- [What you are asked to do]: Can you copy out the entries from the line with "Where can you find the shoulder?" through the line with "point(132, 173)", both included and requests and all, offsetting every coordinate in the marked answers by -68? Keep the numbers in the requests and their sample points unchanged.

--- Information shown ---

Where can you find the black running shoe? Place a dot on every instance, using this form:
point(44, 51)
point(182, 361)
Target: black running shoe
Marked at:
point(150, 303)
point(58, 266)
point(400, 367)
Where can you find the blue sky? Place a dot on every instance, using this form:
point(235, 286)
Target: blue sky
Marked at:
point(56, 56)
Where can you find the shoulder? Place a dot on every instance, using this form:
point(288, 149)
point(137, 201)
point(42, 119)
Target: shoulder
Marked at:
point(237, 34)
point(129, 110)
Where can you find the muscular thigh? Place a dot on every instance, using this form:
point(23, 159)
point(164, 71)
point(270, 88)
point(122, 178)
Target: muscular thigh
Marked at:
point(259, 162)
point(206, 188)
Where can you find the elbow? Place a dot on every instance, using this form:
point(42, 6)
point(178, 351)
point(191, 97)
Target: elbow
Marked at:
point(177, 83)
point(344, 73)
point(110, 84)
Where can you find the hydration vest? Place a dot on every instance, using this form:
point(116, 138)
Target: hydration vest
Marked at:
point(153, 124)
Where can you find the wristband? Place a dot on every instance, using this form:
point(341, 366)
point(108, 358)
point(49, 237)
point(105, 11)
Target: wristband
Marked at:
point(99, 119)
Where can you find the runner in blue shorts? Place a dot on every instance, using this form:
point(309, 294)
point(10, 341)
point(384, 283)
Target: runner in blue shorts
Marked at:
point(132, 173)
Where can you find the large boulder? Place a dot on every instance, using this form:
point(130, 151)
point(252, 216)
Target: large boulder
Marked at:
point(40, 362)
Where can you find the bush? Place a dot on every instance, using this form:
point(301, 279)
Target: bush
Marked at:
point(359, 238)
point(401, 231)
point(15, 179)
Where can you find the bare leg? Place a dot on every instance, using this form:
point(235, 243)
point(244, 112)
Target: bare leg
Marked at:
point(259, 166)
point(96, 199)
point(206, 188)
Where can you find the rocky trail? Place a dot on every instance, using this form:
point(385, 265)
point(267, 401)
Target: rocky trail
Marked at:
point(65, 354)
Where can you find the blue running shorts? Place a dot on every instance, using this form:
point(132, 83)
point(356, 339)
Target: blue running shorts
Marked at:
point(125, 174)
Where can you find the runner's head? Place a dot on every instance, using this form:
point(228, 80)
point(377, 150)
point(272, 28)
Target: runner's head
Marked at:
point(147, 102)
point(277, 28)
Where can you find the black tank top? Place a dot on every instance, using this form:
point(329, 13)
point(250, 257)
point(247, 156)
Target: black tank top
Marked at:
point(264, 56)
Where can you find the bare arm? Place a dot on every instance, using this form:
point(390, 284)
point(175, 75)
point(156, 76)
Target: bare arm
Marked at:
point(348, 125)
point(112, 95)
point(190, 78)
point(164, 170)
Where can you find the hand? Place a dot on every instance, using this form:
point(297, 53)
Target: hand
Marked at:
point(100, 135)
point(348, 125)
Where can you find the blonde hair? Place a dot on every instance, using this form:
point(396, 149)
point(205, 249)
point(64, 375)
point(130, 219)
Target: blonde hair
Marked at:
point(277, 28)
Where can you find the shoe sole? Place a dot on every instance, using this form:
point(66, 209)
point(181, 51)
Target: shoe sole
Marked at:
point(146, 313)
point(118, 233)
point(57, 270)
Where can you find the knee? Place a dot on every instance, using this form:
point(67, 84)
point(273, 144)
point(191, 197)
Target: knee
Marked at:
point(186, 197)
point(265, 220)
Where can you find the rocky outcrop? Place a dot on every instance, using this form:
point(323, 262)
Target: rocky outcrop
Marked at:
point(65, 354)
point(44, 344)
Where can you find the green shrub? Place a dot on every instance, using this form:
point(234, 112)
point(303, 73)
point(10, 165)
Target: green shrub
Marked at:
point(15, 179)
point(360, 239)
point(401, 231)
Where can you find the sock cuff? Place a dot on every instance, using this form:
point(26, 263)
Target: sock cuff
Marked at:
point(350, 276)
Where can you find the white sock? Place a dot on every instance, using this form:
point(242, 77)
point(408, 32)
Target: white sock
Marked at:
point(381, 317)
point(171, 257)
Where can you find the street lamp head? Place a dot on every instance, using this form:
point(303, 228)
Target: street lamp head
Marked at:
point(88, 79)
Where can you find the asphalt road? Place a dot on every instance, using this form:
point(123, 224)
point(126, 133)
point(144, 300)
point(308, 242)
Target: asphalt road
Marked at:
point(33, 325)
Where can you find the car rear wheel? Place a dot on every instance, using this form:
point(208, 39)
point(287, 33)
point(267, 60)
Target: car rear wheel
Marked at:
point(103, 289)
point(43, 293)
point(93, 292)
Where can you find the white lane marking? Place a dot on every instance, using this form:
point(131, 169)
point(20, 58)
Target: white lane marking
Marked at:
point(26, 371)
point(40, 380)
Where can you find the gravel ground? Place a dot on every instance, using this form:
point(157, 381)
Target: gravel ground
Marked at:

---

- [The output]:
Where can you find the shoulder? Place a dot on every instance, using this form:
point(288, 149)
point(137, 201)
point(42, 119)
Target: shoulder
Marked at:
point(169, -34)
point(61, 42)
Where can you find the muscular thigh? Place a dot on every instance, using this form:
point(23, 159)
point(164, 71)
point(270, 88)
point(122, 178)
Target: muscular thigh
Marked at:
point(191, 94)
point(138, 120)
Where can you find the elbow? Place a dot on every instance, using this form:
point(42, 6)
point(178, 351)
point(191, 97)
Target: elbow
Marked at:
point(109, 15)
point(276, 5)
point(42, 16)
Where can you find the hydration vest? Place a dot on every instance, using this form:
point(116, 138)
Target: hydration vest
Marked at:
point(85, 56)
Where can you find the wristband? Place a dot on every instance, using this form:
point(341, 366)
point(108, 358)
point(49, 237)
point(105, 11)
Target: wristband
Marked at:
point(31, 51)
Where can you find the runner in blue shorts? Place a dot on every instance, using this form:
point(309, 294)
point(10, 341)
point(384, 283)
Target: runner in blue shorts
Marked at:
point(64, 105)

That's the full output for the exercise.